Rewrite the lines below, putting "central point" wherever "innermost point" appears and leaving everything else unchanged.
%%
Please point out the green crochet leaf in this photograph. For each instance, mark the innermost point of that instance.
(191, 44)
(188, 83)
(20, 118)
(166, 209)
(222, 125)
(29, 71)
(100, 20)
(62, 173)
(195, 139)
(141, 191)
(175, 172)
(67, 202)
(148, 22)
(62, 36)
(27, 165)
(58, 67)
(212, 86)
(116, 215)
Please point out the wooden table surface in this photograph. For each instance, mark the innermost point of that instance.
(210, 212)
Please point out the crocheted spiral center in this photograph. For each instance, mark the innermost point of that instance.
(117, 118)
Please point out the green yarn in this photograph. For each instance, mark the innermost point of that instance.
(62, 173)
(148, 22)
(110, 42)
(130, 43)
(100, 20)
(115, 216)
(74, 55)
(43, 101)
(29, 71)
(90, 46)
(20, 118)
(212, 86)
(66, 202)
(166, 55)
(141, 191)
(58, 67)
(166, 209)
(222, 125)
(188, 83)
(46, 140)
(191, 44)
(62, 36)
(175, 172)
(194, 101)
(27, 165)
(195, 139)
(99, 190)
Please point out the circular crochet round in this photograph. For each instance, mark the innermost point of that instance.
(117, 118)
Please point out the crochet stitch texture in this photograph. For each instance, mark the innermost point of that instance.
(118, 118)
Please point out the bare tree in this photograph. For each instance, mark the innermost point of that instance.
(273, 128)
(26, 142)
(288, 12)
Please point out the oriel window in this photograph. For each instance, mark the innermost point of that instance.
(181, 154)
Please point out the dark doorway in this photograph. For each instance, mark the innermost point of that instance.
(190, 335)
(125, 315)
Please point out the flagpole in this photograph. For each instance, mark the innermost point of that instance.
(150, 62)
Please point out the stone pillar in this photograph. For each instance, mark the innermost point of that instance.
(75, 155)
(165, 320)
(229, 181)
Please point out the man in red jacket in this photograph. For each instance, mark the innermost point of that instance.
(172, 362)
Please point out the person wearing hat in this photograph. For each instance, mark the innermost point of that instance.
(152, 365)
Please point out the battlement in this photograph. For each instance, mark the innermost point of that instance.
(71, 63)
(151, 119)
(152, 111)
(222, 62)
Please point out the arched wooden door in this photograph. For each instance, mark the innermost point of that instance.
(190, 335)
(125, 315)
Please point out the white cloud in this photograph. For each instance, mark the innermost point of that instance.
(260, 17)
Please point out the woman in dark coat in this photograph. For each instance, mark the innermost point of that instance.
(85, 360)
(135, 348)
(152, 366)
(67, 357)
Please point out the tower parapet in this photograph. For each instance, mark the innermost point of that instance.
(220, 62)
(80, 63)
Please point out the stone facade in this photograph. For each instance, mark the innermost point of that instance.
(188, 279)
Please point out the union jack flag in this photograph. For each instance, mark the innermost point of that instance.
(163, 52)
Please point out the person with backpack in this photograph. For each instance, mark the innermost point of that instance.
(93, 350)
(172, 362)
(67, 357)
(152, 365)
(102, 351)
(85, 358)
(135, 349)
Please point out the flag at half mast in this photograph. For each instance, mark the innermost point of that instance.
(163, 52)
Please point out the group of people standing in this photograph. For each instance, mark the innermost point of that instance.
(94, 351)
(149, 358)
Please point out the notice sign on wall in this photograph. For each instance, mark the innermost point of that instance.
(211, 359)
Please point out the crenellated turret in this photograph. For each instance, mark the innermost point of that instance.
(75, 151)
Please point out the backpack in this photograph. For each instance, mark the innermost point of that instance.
%%
SOLUTION TO THIS EXERCISE:
Please point out the green crochet leaf in this photograph. For each instance, mark the central point of that instance.
(191, 44)
(188, 83)
(20, 118)
(166, 209)
(222, 125)
(29, 71)
(100, 20)
(62, 173)
(195, 139)
(141, 191)
(175, 172)
(67, 202)
(148, 22)
(62, 36)
(27, 165)
(58, 67)
(212, 86)
(116, 215)
Please point out the wooden table surface in this photograph. For each instance, mark the central point of that instance.
(210, 212)
Please point out the crocheted spiral center in this photograph. For each instance, mark the central point of that instance.
(117, 118)
Please point out the green yarn in this photograph. For each instance, mark the central point of that instance.
(62, 173)
(148, 22)
(110, 42)
(130, 43)
(100, 20)
(115, 216)
(74, 55)
(43, 101)
(29, 71)
(90, 46)
(20, 118)
(212, 86)
(66, 202)
(166, 55)
(141, 191)
(58, 67)
(166, 209)
(222, 125)
(188, 83)
(46, 140)
(191, 44)
(62, 36)
(175, 172)
(194, 101)
(27, 165)
(195, 139)
(99, 190)
Please point out the circular crochet round in this photograph. For each instance, mark the central point of that instance.
(117, 118)
Please point out the crochet stitch texture in this photograph. For each instance, mark the central point of that instance.
(118, 118)
Please point out the bare tree in this photograph. For each instance, mark the central point of that instance.
(273, 128)
(26, 142)
(288, 12)
Please point out the oriel window in this photograph. For each instance, mark the central point of that instance.
(181, 154)
Please point out the dark doorway in this photograph. For each instance, mark the central point of that instance.
(190, 335)
(125, 315)
Please point out the flagpole in this photograph. For each instance, mark the central point of that instance.
(150, 62)
Please point out the stone pillar in this photograph. For each instance, mark the central point of that instance.
(75, 155)
(165, 320)
(229, 181)
Please point out the man in red jacket in this photograph. For each instance, mark the central point of that instance.
(172, 362)
Please point out the person wearing hat in this photograph. For each instance, mark the central point of that instance.
(152, 365)
Please point out the battlement in this photograph. For each instance, mark the central point of that instance.
(71, 63)
(151, 119)
(152, 111)
(222, 62)
Please point out the arched wooden door in this photograph. For each instance, mark the central point of that instance.
(190, 335)
(125, 315)
Please point out the white cloud in this photograph. For each instance, mark the central point of that instance.
(260, 17)
Please point out the woman in dark coat in this photograph. For each instance, mark the central point of that instance.
(85, 360)
(135, 348)
(152, 366)
(67, 357)
Please point out the tower parapet in this photograph. For each instance, mark the central point of that instance.
(220, 62)
(80, 63)
Please point out the stone facade in this photograph. For each instance, mark the central point of that instance.
(188, 279)
Please point out the union jack flag in this photograph. For each instance, mark the central point of that instance.
(163, 52)
Please point out the person with backpack in this photograph. For each instance, mark the central point of that instance.
(93, 350)
(172, 362)
(67, 357)
(152, 365)
(102, 351)
(85, 358)
(135, 349)
Please point out the flag at half mast in this photograph. For each instance, mark the central point of that instance.
(163, 52)
Please point out the group of people standing in this photograph. For each instance, mark the central point of that instance.
(94, 351)
(149, 358)
Please point out the notice sign on wall in this photograph. For each instance, mark the central point of that instance.
(211, 359)
Please point out the crenellated turret in this photograph. For each instance, mark the central point of that instance.
(75, 151)
Please point out the backpack in this photograph. For each instance, mark the central point of that instance.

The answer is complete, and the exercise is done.